Advent 1.8: Wir wollen lieber nicht „entkleidet“, sondern „überkleidet“ werden

Teilnehmer 11: Wenn Paulus im 1. Brief an die Thessalonicher anscheinend sagt, dass die verstorbenen Gläubigen nicht gleich in den Himmel kommen, sieht es denn dann nicht so aus, dass sich Paulus widerspricht?[1]  Im 2. Brief an die Korinther, 2. Kapitel, Verse 1-5, schreibt er jedenfalls: „Denn wir wissen: wenn unser irdisches Haus, diese Hütte, abgebrochen wird, so haben wir einen Bau, von Gott erbaut, ein Haus, nicht mit Händen gemacht, das ewig ist im Himmel.“ Unser irdisches Haus ist unser jetziger Körper. Wenn das abgebrochen wird, also wenn wir sterben, bekommen wir doch sofort danach ein Haus, das ewig ist im Himmel.

• Extrahiertes Material:
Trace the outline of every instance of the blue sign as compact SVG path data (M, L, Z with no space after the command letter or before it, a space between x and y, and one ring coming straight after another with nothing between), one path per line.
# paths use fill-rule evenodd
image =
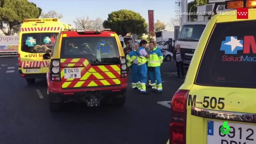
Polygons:
M213 135L214 122L208 120L207 124L207 134L209 135Z
M109 46L105 45L105 42L102 41L97 46L97 50L100 50L101 53L109 53Z
M26 45L29 46L34 46L34 45L36 44L36 40L33 38L32 37L27 37L26 40Z

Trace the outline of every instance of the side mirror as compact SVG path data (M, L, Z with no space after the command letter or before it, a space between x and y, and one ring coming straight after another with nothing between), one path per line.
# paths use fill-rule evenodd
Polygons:
M43 55L43 60L49 60L51 57L50 53L46 53Z

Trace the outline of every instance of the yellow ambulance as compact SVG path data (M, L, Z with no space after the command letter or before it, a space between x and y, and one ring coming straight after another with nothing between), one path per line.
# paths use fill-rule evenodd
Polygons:
M70 25L58 19L23 20L19 41L19 71L28 83L34 83L36 78L46 77L49 62L43 59L43 55L51 52L61 31L70 29Z

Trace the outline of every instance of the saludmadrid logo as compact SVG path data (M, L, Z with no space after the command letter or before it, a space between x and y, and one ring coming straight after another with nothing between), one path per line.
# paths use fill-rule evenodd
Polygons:
M235 15L236 14L236 13L235 12L225 11L216 12L216 14L218 15ZM176 11L175 12L175 15L214 15L214 13L213 12L181 12L179 11Z

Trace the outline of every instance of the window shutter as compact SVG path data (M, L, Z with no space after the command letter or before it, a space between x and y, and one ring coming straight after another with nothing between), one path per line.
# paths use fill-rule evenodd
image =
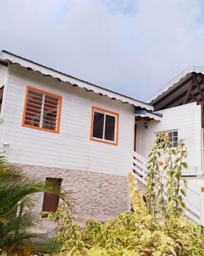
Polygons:
M48 92L29 88L24 124L37 129L57 131L61 97Z

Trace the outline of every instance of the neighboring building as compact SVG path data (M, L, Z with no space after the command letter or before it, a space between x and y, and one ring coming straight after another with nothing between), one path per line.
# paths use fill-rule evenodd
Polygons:
M203 173L203 74L186 71L147 104L3 51L0 150L29 175L71 190L77 216L105 220L129 207L127 173L159 132L172 147L185 139L184 175ZM58 204L52 195L36 200L37 211Z

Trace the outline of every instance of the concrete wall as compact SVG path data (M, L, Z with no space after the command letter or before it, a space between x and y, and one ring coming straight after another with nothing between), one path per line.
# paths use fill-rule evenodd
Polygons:
M178 130L178 140L184 140L187 148L189 170L185 175L201 174L201 107L196 102L159 111L163 114L161 122L151 120L144 129L143 122L138 122L137 151L147 158L150 148L156 140L156 133Z

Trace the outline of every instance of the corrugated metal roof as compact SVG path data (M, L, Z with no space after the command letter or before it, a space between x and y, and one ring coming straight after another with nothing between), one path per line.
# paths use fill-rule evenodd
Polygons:
M204 74L204 67L192 66L185 69L175 78L171 80L167 84L159 90L152 97L150 97L149 103L152 104L156 103L159 99L161 99L165 93L170 92L171 90L178 86L181 80L187 75L192 72L201 73Z
M50 75L54 78L58 78L62 81L66 81L71 83L73 85L78 86L87 89L88 91L92 91L94 92L99 93L104 96L108 96L112 99L119 100L124 103L128 103L133 104L135 106L140 106L141 108L146 108L149 110L153 111L153 107L149 103L146 103L140 100L138 100L135 99L130 97L124 95L121 93L119 93L115 92L113 92L110 90L104 88L101 86L96 85L94 84L87 82L85 81L80 79L73 76L68 75L67 74L61 72L60 71L54 70L52 68L46 67L41 64L33 61L32 60L27 58L21 57L13 53L7 51L3 50L0 52L0 59L5 61L8 60L12 63L18 63L22 67L26 68L30 68L33 70L37 70L45 75ZM28 65L30 63L30 65ZM45 70L47 71L45 71ZM58 74L58 76L57 76ZM64 79L64 77L69 78L69 81ZM64 78L64 79L63 79ZM77 83L78 82L78 83ZM82 84L79 84L79 83L82 83ZM77 83L76 84L76 83ZM95 89L95 90L94 90Z

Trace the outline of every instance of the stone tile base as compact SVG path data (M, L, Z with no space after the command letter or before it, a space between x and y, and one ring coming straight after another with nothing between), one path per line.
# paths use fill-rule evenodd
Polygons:
M61 179L62 186L72 191L71 202L78 221L89 217L103 221L129 207L126 177L66 169L20 165L29 175L45 180ZM34 211L42 210L43 194L35 196Z

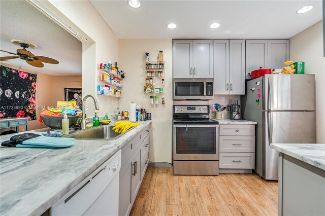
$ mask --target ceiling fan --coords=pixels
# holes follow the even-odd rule
[[[14,43],[14,42],[13,42]],[[17,53],[12,53],[11,52],[1,50],[0,51],[5,52],[13,55],[15,56],[4,56],[0,57],[0,60],[6,60],[10,59],[14,59],[15,58],[20,58],[21,59],[25,60],[26,62],[34,67],[43,67],[44,64],[43,62],[48,63],[49,64],[58,64],[59,62],[53,58],[49,58],[45,56],[36,56],[31,53],[30,51],[27,50],[26,48],[28,48],[31,45],[31,48],[35,47],[36,45],[31,44],[29,44],[27,43],[18,42],[18,43],[14,43],[14,44],[20,46],[22,49],[18,49],[17,50]]]

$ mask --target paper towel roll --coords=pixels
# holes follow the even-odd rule
[[[136,122],[136,104],[133,102],[128,105],[128,120],[130,122]]]

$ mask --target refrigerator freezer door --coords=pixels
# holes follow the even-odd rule
[[[264,110],[315,110],[315,75],[270,75],[264,81]]]
[[[267,180],[278,179],[278,152],[271,143],[315,142],[314,112],[263,112],[263,175]]]

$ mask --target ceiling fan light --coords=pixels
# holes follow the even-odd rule
[[[141,7],[141,2],[139,0],[128,0],[127,4],[131,8],[139,8]]]
[[[176,27],[177,27],[177,25],[176,25],[175,23],[171,23],[168,24],[167,26],[167,28],[170,28],[171,29],[174,29]]]
[[[307,13],[308,11],[310,11],[311,9],[313,9],[313,7],[314,7],[314,6],[313,6],[312,5],[306,5],[306,6],[303,7],[302,8],[297,10],[296,13],[297,13],[298,14],[304,14],[305,13]]]

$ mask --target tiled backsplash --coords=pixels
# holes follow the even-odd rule
[[[238,100],[238,104],[240,105],[240,96],[239,95],[214,95],[214,99],[209,100],[175,100],[173,105],[209,105],[210,106],[210,118],[214,118],[215,113],[211,111],[211,105],[214,103],[219,103],[226,106],[233,103],[234,100]],[[222,112],[222,119],[230,118],[230,113],[225,110]]]

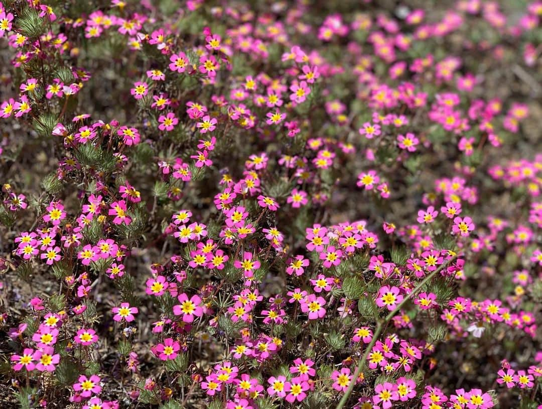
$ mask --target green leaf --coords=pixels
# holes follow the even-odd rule
[[[165,361],[164,367],[170,372],[181,372],[188,366],[188,356],[186,354],[179,354],[175,359]]]
[[[398,246],[391,249],[391,261],[398,266],[404,266],[410,257],[410,252],[405,246]]]

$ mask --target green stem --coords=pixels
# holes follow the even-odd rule
[[[373,335],[372,338],[371,340],[371,342],[370,342],[369,344],[367,346],[367,349],[365,350],[365,352],[363,354],[363,356],[362,357],[362,360],[359,361],[359,363],[358,364],[358,367],[356,368],[356,370],[354,372],[354,375],[352,377],[352,380],[350,381],[350,384],[348,386],[348,389],[346,389],[346,392],[345,392],[345,394],[343,395],[341,400],[339,401],[339,404],[337,405],[335,409],[343,409],[343,408],[344,407],[344,405],[348,400],[348,398],[350,397],[350,394],[352,393],[352,391],[353,389],[354,386],[356,385],[356,382],[358,379],[358,376],[359,375],[359,373],[362,371],[362,368],[363,368],[365,365],[365,362],[367,361],[367,357],[369,356],[371,349],[374,346],[375,344],[376,343],[376,341],[378,340],[378,337],[380,336],[380,333],[382,331],[383,329],[388,325],[388,323],[391,321],[391,319],[393,317],[395,314],[396,314],[403,307],[403,306],[404,306],[404,305],[414,296],[415,294],[416,294],[418,292],[422,287],[429,282],[429,281],[435,276],[442,271],[443,269],[447,267],[450,264],[453,263],[457,258],[457,255],[454,255],[451,259],[446,261],[446,263],[441,265],[440,267],[432,272],[427,277],[424,278],[420,284],[416,286],[410,294],[404,297],[404,298],[403,299],[403,301],[400,302],[396,307],[395,307],[393,311],[386,315],[383,320],[378,322],[376,326],[376,328],[375,330],[375,334]]]

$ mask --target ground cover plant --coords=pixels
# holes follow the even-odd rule
[[[0,407],[542,407],[541,18],[2,0]]]

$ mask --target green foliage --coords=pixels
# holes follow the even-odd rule
[[[410,252],[405,246],[398,246],[391,249],[391,261],[398,266],[404,266],[410,257]]]
[[[29,7],[24,8],[24,11],[17,20],[17,25],[24,35],[30,37],[39,37],[45,28],[38,12]]]
[[[324,338],[332,351],[340,350],[344,348],[346,344],[346,340],[344,334],[335,330],[330,331],[330,333],[325,335]]]
[[[63,357],[55,370],[56,381],[62,386],[71,386],[77,380],[79,370],[76,362],[69,357]]]
[[[361,298],[366,291],[365,283],[356,276],[345,277],[343,280],[343,291],[349,299]]]
[[[164,363],[166,370],[170,372],[180,372],[186,369],[188,365],[188,355],[179,354],[175,359],[169,360]]]
[[[127,356],[132,352],[132,343],[126,340],[121,340],[117,349],[120,355]]]
[[[53,294],[48,301],[51,311],[58,312],[66,306],[66,296],[63,294]]]
[[[62,182],[59,180],[58,176],[54,172],[51,172],[43,178],[41,186],[46,192],[51,194],[58,193],[62,189]]]
[[[55,125],[58,123],[56,116],[47,112],[36,118],[33,123],[33,127],[41,137],[50,137]]]

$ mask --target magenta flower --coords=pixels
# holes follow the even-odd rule
[[[301,302],[301,311],[308,312],[309,319],[318,319],[323,318],[326,315],[326,310],[324,308],[325,305],[326,300],[323,297],[317,298],[314,294],[311,294]]]
[[[156,278],[149,278],[146,283],[147,289],[146,292],[149,295],[160,297],[163,295],[165,290],[169,286],[169,283],[163,276],[157,276]]]
[[[64,206],[60,202],[51,202],[46,208],[48,213],[43,216],[43,221],[51,222],[53,226],[58,226],[66,216]]]
[[[399,289],[393,286],[391,288],[384,285],[378,290],[377,296],[376,305],[379,307],[385,306],[390,311],[392,311],[397,304],[403,301],[404,297],[399,293]]]
[[[45,347],[41,349],[38,349],[33,355],[36,364],[36,369],[38,370],[52,372],[55,367],[60,362],[60,355],[55,354],[55,350],[52,347]]]
[[[398,378],[396,382],[399,400],[404,402],[416,397],[416,382],[404,376]]]
[[[307,267],[309,261],[302,255],[296,255],[294,258],[289,258],[286,261],[288,267],[286,267],[286,273],[292,276],[301,276],[305,271],[304,267]]]
[[[75,335],[75,343],[81,344],[84,346],[93,344],[98,340],[98,336],[96,335],[96,331],[93,329],[81,328]]]
[[[190,63],[184,53],[173,54],[170,57],[170,61],[171,61],[171,63],[169,65],[170,69],[179,73],[184,72],[186,66]]]
[[[21,370],[24,368],[27,370],[33,370],[36,367],[34,362],[34,350],[31,348],[25,348],[22,355],[12,355],[10,359],[14,362],[14,370]]]
[[[392,401],[398,400],[397,385],[389,382],[379,384],[375,387],[373,402],[375,405],[382,402],[383,409],[389,409],[393,405]]]
[[[242,269],[244,276],[250,278],[254,275],[254,271],[260,268],[261,263],[257,260],[252,259],[253,254],[248,251],[243,254],[243,260],[236,260],[234,262],[234,267],[236,269]]]
[[[362,327],[354,330],[354,336],[352,340],[354,342],[363,341],[364,343],[368,344],[372,339],[373,333],[368,327]]]
[[[136,99],[141,99],[149,93],[149,85],[145,82],[138,81],[134,84],[134,87],[130,90],[130,93]]]
[[[267,208],[273,212],[276,212],[276,209],[280,207],[280,206],[279,206],[279,204],[273,197],[269,197],[269,196],[260,195],[258,196],[257,199],[258,204],[264,208]]]
[[[300,379],[307,380],[309,376],[316,375],[316,370],[312,367],[314,365],[314,362],[311,360],[307,359],[304,361],[301,358],[296,358],[294,360],[293,363],[293,366],[290,367],[290,373],[299,374],[299,378]]]
[[[380,181],[380,178],[375,170],[369,170],[358,175],[358,182],[356,184],[358,187],[365,188],[366,190],[370,190],[375,184]]]
[[[132,222],[132,219],[126,214],[126,202],[125,200],[119,200],[118,202],[113,202],[110,205],[110,208],[108,214],[109,216],[114,216],[113,222],[115,225],[120,225],[124,223],[126,225]]]
[[[330,246],[320,253],[320,259],[324,260],[324,266],[327,269],[331,266],[338,266],[340,264],[342,257],[343,252],[335,248],[333,246]]]
[[[405,149],[409,152],[416,151],[416,147],[420,143],[420,140],[414,133],[408,132],[406,135],[397,136],[397,144],[402,149]]]
[[[515,374],[515,371],[512,369],[508,369],[506,370],[506,372],[504,369],[501,369],[497,372],[497,375],[500,376],[500,378],[497,379],[497,383],[499,384],[499,385],[505,384],[506,385],[506,387],[513,388],[515,386],[515,382],[514,381]]]
[[[370,122],[366,122],[359,130],[359,134],[365,135],[368,139],[371,139],[380,134],[380,125],[373,125]]]
[[[214,131],[217,122],[216,118],[211,118],[209,115],[206,115],[202,118],[201,122],[196,124],[196,127],[199,129],[201,133],[205,133]]]
[[[51,265],[55,261],[58,261],[62,258],[60,255],[60,247],[55,246],[54,247],[48,247],[45,253],[40,255],[42,260],[46,259],[46,264]]]
[[[141,140],[139,132],[136,128],[121,126],[117,131],[117,135],[122,137],[122,142],[129,146],[137,145]]]
[[[173,312],[175,315],[182,315],[184,322],[192,322],[195,316],[201,317],[203,315],[203,309],[200,306],[202,300],[198,296],[192,296],[189,299],[188,296],[183,292],[177,299],[180,304],[173,306]]]
[[[209,158],[209,152],[207,150],[197,151],[197,155],[193,155],[190,156],[192,159],[197,159],[194,165],[196,168],[203,168],[204,166],[210,166],[212,164],[212,161]]]
[[[137,314],[138,310],[136,307],[131,307],[128,303],[121,303],[120,307],[113,307],[111,312],[115,314],[113,319],[115,321],[121,321],[124,319],[130,322],[136,319],[133,314]]]
[[[468,217],[463,219],[457,217],[454,219],[454,225],[451,227],[451,231],[455,234],[459,234],[461,236],[468,236],[470,232],[474,229],[474,223],[473,223],[472,219]]]
[[[175,359],[177,357],[177,353],[179,349],[180,345],[178,342],[174,341],[172,338],[166,338],[164,340],[164,343],[156,346],[156,352],[158,353],[158,357],[162,361]]]
[[[205,378],[205,381],[201,383],[202,389],[210,395],[214,396],[222,390],[222,382],[217,379],[216,374],[211,374]]]
[[[299,190],[297,188],[294,188],[292,190],[292,193],[286,199],[286,203],[292,204],[294,208],[298,208],[301,206],[304,206],[308,202],[307,197],[307,193],[304,190]]]
[[[301,402],[307,397],[306,391],[309,389],[308,382],[301,376],[292,379],[291,382],[287,382],[285,385],[285,391],[288,392],[286,395],[286,401],[293,403],[296,400]]]
[[[100,380],[100,377],[96,375],[92,375],[90,378],[81,375],[77,383],[74,384],[73,390],[76,392],[82,391],[80,394],[83,398],[89,398],[93,394],[97,395],[101,392]]]
[[[416,220],[418,223],[433,223],[437,214],[438,214],[438,212],[435,210],[435,208],[433,206],[429,206],[426,210],[418,211],[418,218]]]
[[[340,371],[334,370],[331,379],[335,381],[332,385],[333,389],[340,392],[346,392],[352,380],[350,368],[341,368]]]
[[[494,405],[489,393],[483,393],[481,389],[473,389],[465,393],[468,409],[488,409]]]
[[[302,81],[299,84],[297,82],[294,82],[290,86],[290,91],[292,91],[290,99],[298,104],[301,104],[307,99],[307,97],[311,93],[311,88],[305,81]]]
[[[267,393],[273,396],[276,395],[279,398],[284,398],[286,396],[286,389],[289,387],[289,383],[286,381],[286,377],[280,375],[275,378],[272,376],[267,380],[267,382],[271,385],[267,388]]]
[[[165,116],[160,115],[158,117],[158,129],[160,131],[164,130],[169,132],[172,131],[175,125],[179,123],[179,120],[175,117],[175,114],[173,112],[169,112]]]

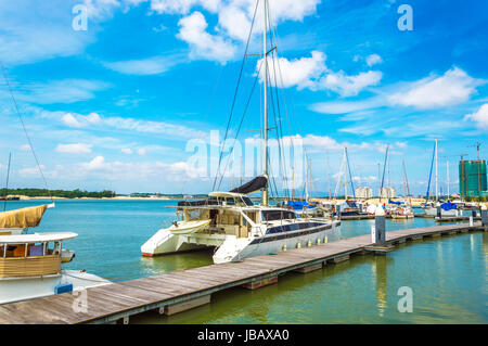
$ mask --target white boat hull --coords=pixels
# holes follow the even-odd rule
[[[78,292],[111,282],[79,270],[62,270],[59,274],[43,277],[2,278],[0,279],[0,304],[54,295],[54,289],[66,283],[72,283],[73,291]]]
[[[437,208],[425,208],[425,214],[428,216],[437,216]],[[450,209],[450,210],[445,210],[442,208],[440,208],[440,216],[459,216],[459,210],[458,209]]]
[[[229,239],[215,253],[215,264],[223,264],[242,258],[278,253],[284,249],[306,247],[309,243],[317,244],[337,241],[341,238],[341,221],[333,221],[325,230],[295,235],[300,231],[269,234],[257,239]],[[282,238],[283,236],[283,238]],[[280,239],[282,238],[282,239]]]
[[[269,253],[295,248],[300,243],[307,246],[308,242],[317,244],[318,240],[323,242],[336,241],[341,236],[341,222],[333,221],[322,231],[297,235],[303,231],[283,232],[269,234],[261,238],[240,238],[229,234],[174,234],[168,229],[162,229],[141,246],[143,256],[153,257],[168,255],[179,252],[218,247],[214,255],[214,262],[227,262],[239,258],[253,257]]]

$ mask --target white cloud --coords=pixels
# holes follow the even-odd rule
[[[98,169],[104,169],[106,168],[105,164],[105,157],[103,156],[97,156],[89,163],[82,163],[80,164],[81,168],[86,170],[98,170]]]
[[[445,107],[467,101],[483,82],[453,67],[441,77],[431,76],[409,84],[404,90],[390,95],[388,100],[394,105],[422,110]]]
[[[141,60],[110,62],[104,63],[104,66],[126,75],[158,75],[167,72],[181,61],[183,61],[182,56],[153,56]]]
[[[108,180],[132,180],[149,179],[160,177],[165,172],[165,179],[179,181],[188,179],[191,174],[191,166],[185,162],[176,162],[171,164],[162,162],[151,163],[123,163],[107,162],[103,156],[95,156],[87,163],[76,165],[76,178],[97,177]]]
[[[378,54],[371,54],[367,56],[367,64],[368,66],[373,66],[375,64],[381,64],[383,62],[383,59]]]
[[[190,44],[190,57],[224,63],[234,56],[235,47],[230,40],[206,31],[208,24],[201,12],[181,18],[178,25],[180,30],[177,37]]]
[[[280,57],[274,66],[274,60],[270,60],[269,73],[271,80],[274,80],[274,71],[277,71],[277,80],[284,88],[296,86],[298,89],[312,88],[317,84],[317,79],[326,71],[325,54],[319,51],[312,51],[310,57],[300,57],[288,61]],[[257,62],[256,69],[261,66],[261,60]],[[280,74],[281,72],[281,74]],[[260,80],[264,79],[264,68],[260,71]],[[282,77],[282,78],[281,78]]]
[[[475,113],[467,114],[465,120],[473,120],[479,129],[488,130],[488,103],[485,103]]]
[[[81,115],[76,113],[66,113],[63,115],[61,120],[69,126],[69,127],[87,127],[89,125],[97,125],[100,124],[101,118],[98,113],[90,113],[88,115]]]
[[[91,144],[73,143],[73,144],[57,144],[55,151],[66,154],[90,154]]]
[[[110,87],[110,84],[100,80],[50,80],[17,86],[16,98],[37,104],[74,103],[93,99],[95,91],[102,91]]]
[[[347,114],[359,111],[368,111],[382,105],[382,101],[377,99],[369,99],[364,101],[334,101],[319,102],[310,105],[310,110],[324,114]]]
[[[383,74],[378,71],[363,72],[356,76],[348,76],[343,71],[333,72],[326,67],[325,59],[326,56],[323,52],[312,51],[311,57],[300,57],[292,61],[280,57],[280,68],[278,66],[273,68],[274,61],[270,61],[270,78],[274,80],[274,72],[277,72],[279,74],[277,80],[284,88],[296,86],[298,89],[332,90],[343,97],[349,97],[358,94],[370,86],[377,85],[383,77]],[[261,60],[258,61],[256,69],[260,65]],[[264,68],[261,67],[261,80]]]
[[[39,167],[42,169],[42,171],[46,169],[44,165],[40,165]],[[18,174],[21,176],[23,176],[23,177],[26,177],[26,176],[39,176],[40,175],[39,167],[21,168],[21,169],[18,169]],[[46,171],[44,171],[44,174],[46,174]]]
[[[343,97],[358,94],[361,90],[380,84],[383,74],[380,71],[361,72],[356,76],[347,76],[343,71],[330,73],[318,81],[314,89],[330,89]]]
[[[220,0],[151,0],[151,10],[160,14],[188,14],[193,7],[200,5],[216,12],[220,2]]]
[[[104,117],[103,124],[110,127],[144,133],[167,134],[172,138],[202,138],[205,132],[165,121],[138,120],[134,118]]]

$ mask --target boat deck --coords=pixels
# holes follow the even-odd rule
[[[88,289],[86,295],[60,295],[0,306],[0,323],[114,323],[129,322],[129,317],[147,310],[172,315],[210,302],[221,290],[245,286],[257,289],[278,281],[290,271],[308,272],[326,264],[347,260],[352,254],[381,253],[394,245],[424,236],[441,236],[484,230],[445,225],[386,232],[385,246],[374,246],[371,235],[294,248],[278,254],[246,258],[242,261],[178,270],[127,282]],[[86,305],[84,302],[85,296]]]

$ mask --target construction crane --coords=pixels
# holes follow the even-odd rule
[[[476,142],[473,145],[468,145],[467,148],[475,148],[475,146],[476,146],[477,157],[478,157],[478,161],[479,161],[479,146],[481,146],[481,143]]]
[[[464,156],[467,156],[467,154],[459,154],[459,155],[457,155],[457,156],[461,156],[461,162],[460,162],[460,164],[461,164],[461,191],[460,191],[460,193],[461,193],[461,198],[463,198],[464,197],[464,165],[463,165],[463,161],[464,161]]]
[[[464,156],[467,156],[467,154],[459,154],[459,155],[445,155],[445,156],[440,156],[446,158],[446,176],[447,176],[447,194],[448,194],[448,198],[450,196],[450,180],[449,180],[449,157],[458,157],[461,156],[461,162],[463,161]],[[463,166],[461,165],[461,170],[463,170]],[[462,175],[461,175],[462,176]]]

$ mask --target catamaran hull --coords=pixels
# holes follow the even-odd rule
[[[333,242],[341,238],[341,222],[333,221],[317,230],[300,230],[269,234],[255,239],[239,239],[236,241],[226,241],[215,253],[213,259],[215,264],[223,264],[242,258],[278,253],[286,248],[305,247],[309,243],[317,244]],[[300,244],[300,245],[298,245]]]
[[[78,292],[111,282],[79,270],[62,270],[59,274],[43,277],[2,278],[0,279],[0,304],[54,295],[55,287],[66,283],[73,284],[73,291]]]
[[[437,216],[437,208],[425,208],[425,214],[428,216]],[[458,209],[445,210],[440,208],[440,216],[459,216]]]
[[[160,229],[151,239],[141,246],[141,253],[144,257],[155,257],[160,255],[170,255],[190,251],[203,249],[208,246],[218,246],[222,241],[208,243],[198,242],[198,239],[206,234],[175,234],[169,229]],[[192,242],[192,240],[194,240]]]
[[[258,238],[236,238],[229,234],[193,233],[178,235],[168,229],[156,232],[144,245],[141,246],[142,256],[154,257],[175,253],[203,249],[205,247],[218,247],[213,259],[215,264],[228,262],[239,258],[277,253],[286,248],[317,244],[338,240],[341,236],[341,222],[333,221],[316,229],[299,230],[269,234]]]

• Aufgaben:
a - Beantworte zum Textausschnitt kurz:
(i) Welche beiden Wörter stehen in der Überschrift in Anführungszeichen?
(ii) Wer stellt im Textausschnitt die Frage zu Paulus?
(iii) Wofür steht „unser irdisches Haus“ nach der Aussage im Textausschnitt?
b - Knüpfe an den Textausschnitt über Paulus und das ewige Haus im Himmel an und schreibe ihn ein Stück weiter.

• Erwartete Ergebnisse:
a -
(i) „entkleidet“ und „überkleidet“
(ii) Teilnehmer 11
(iii) Für unseren jetzigen Körper

b -
 

Teilnehmer 8: Moment mal. Es steht nicht im Text, dass wir mit dem Sterben oder sofort danach den himmlischen Körper bekommen. Wäre dem so, müssten wir uns alle danach sehnen, möglichst bald zu sterben.  Doch Jesus ist gekommen, dass wir das Leben haben, und zwar in überfließender Fülle.[2]

 

Teilnehmer 7: Genau das bringen die nachfolgenden Verse in 2. Korinther 5 zum Ausdruck: „2Denn darum seufzen wir auch und sehnen uns danach, dass wir mit unserer Behausung, die vom Himmel ist, überkleidet werden, 3weil wir dann bekleidet und nicht nackt befunden werden. 4Denn solange wir in dieser Hütte sind, seufzen wir und sind beschwert, weil wir lieber nicht entkleidet, sondern überkleidet werden wollen, damit das Sterbliche verschlungen werde von dem Leben. 5Der uns aber dazu bereitet hat, das ist Gott, der uns als Unterpfand den Geist gegeben hat.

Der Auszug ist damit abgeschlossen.